____ EXCERPT PROVIDED

[Leaplist] Opensource court ruling.

Bryan J. Smith b.j.smith at ieee.org
Tue Feb 23 11:07:37 EST 2010


Proskauer has probably the best dissection of it ...

http://newmedialaw.proskauer.com/2008/08/articles/copyright/federal-circuit-says-open-source-license-conditions-are-enforceable-as-copyright-condition/

Here's the big ticket item from the Federal Appeals Court:  

  "Copyright licenses are designed to support the right to exclude;
   money damages alone do not support or enforce that right."  
   The choice to exact consideration in the form of
compliance with
   the open source requirements of disclosure and
explanation of
   changes, rather than as a dollar-denominated fee, is
entitled to
   no less legal recognition."

A great number of leaches in the commercial software world like to claim that
open source developers have no right to enforce copyright because they will not
license or sue for monetary compensation.  While this is not entirely true for many
open source developers (those who dual-license, those who have other IP, etc...),
even in the case of a "pure" open source developer, the court is saying here,
"not so fast!"

Furthermore, it goes on to state ...  

  "Indeed, because a calculation of
damages is inherently speculative, these
  types of license restrictions
might well be rendered meaningless absent the
  ability to enforce
through injunctive relief."

That existing calculations are already speculative!  So this is no different in the
eyes of common law on the matter anyway, killing that argument!

The court also addressed why removal of the copyright and other ownership
claims caused harm to the original copyright holder.  The court was very
complete.

But probably the biggest irony of all of this is that the Federal Appeals Court
may have never been involved if there was not a patent claim in the case.

________
____ DATA

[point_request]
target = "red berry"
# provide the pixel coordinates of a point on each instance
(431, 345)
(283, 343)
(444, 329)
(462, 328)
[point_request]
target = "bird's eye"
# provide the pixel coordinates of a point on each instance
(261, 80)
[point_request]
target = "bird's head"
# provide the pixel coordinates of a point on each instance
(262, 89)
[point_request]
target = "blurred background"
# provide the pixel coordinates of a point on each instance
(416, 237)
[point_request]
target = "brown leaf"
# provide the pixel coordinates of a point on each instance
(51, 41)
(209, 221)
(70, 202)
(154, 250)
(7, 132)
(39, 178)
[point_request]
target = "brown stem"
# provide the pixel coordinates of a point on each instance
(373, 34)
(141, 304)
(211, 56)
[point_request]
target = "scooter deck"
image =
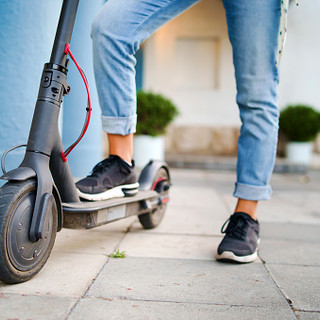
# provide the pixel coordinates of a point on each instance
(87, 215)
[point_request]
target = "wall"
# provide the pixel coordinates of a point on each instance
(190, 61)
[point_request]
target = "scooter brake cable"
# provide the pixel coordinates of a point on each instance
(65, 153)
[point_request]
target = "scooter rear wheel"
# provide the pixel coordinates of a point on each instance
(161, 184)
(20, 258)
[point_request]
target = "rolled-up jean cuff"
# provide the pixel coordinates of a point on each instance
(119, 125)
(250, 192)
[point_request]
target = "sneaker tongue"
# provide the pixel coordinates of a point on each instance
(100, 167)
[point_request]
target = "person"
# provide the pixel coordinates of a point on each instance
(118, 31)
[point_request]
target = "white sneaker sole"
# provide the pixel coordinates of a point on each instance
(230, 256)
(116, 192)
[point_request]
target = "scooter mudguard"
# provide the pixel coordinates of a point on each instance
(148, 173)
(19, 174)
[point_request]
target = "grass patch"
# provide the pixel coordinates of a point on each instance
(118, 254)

________
____ DATA

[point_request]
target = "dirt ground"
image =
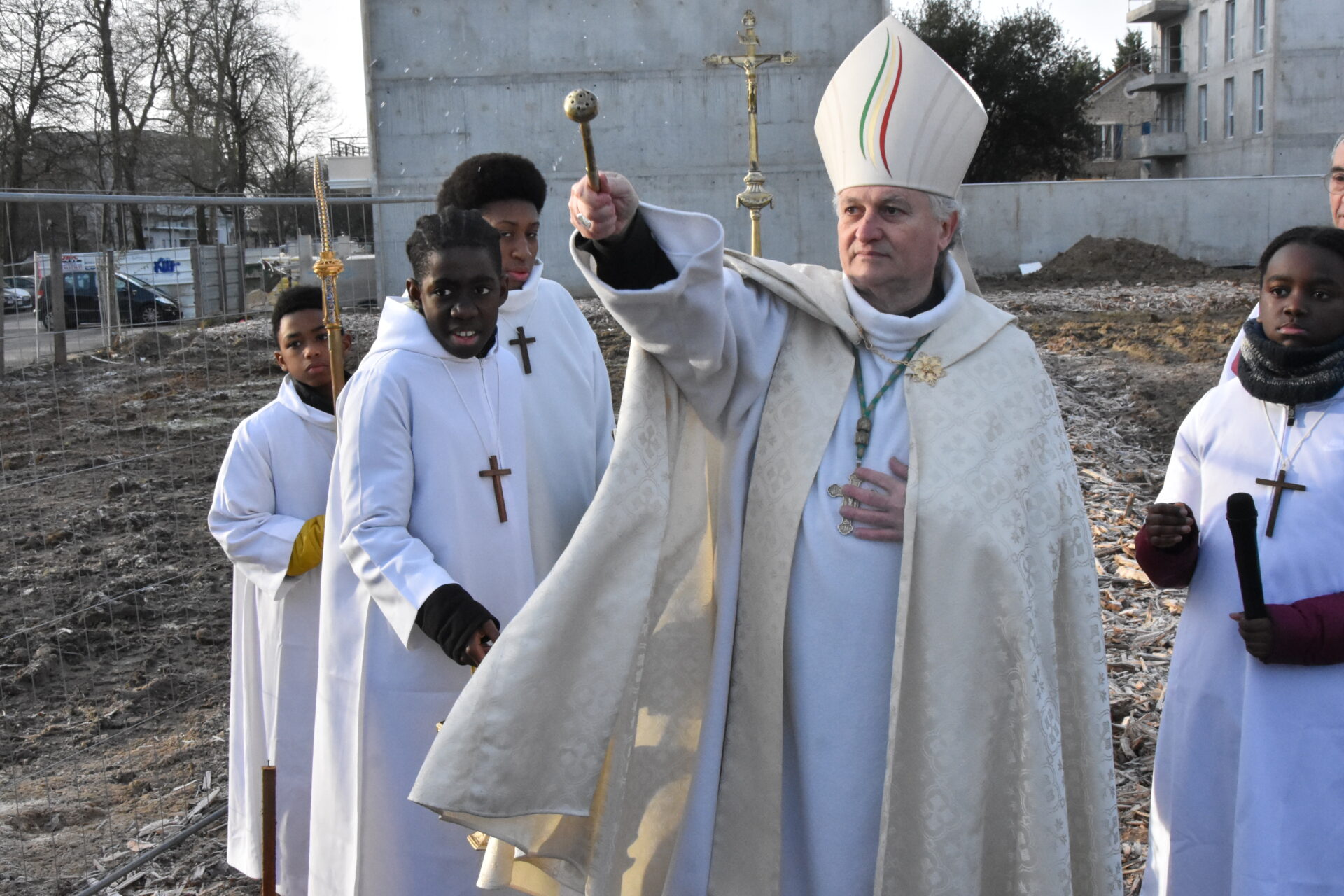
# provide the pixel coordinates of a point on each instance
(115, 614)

________

*TO DO*.
1. In the post about the open source court ruling, what does the writer call the biggest irony of the case?
2. Please extend the post about the open source court ruling, beginning right after its final sentence.

*RESPONSES TO THE TASKS*.
1. The Federal Appeals Court may never have been involved if there had not been a patent claim in the case.

2.
So the party trying to exert patent clients on the open source developer
actually gave the open source developer a means to appeal the lower court
ruling in a Federal Appeals Court -- at least if I'm reading that correctly.




----- Original Message ----
From: Bryan J. Smith <b.j.smith at ieee.org>

It should also be noted that the courts are increasingly find that while not using
open source software under the terms of its license is a copyright violation, with
possible liability and damages due to the holder as a result, it will dismiss claims
of breach of contract.

In other words, it is increasingly clear that a software license is not a contract,
unless explicitly agreed to by both parties by each other (e.g., in writing or if
some verbal verification can be made between the explicit parties) like -- gasp --
and actual, negotiated contract.  This is likely to have real implications for "if you
break this package" and "click thru" licensing agreements.  I need to read up on
this common law and find out what rulings have found otherwise.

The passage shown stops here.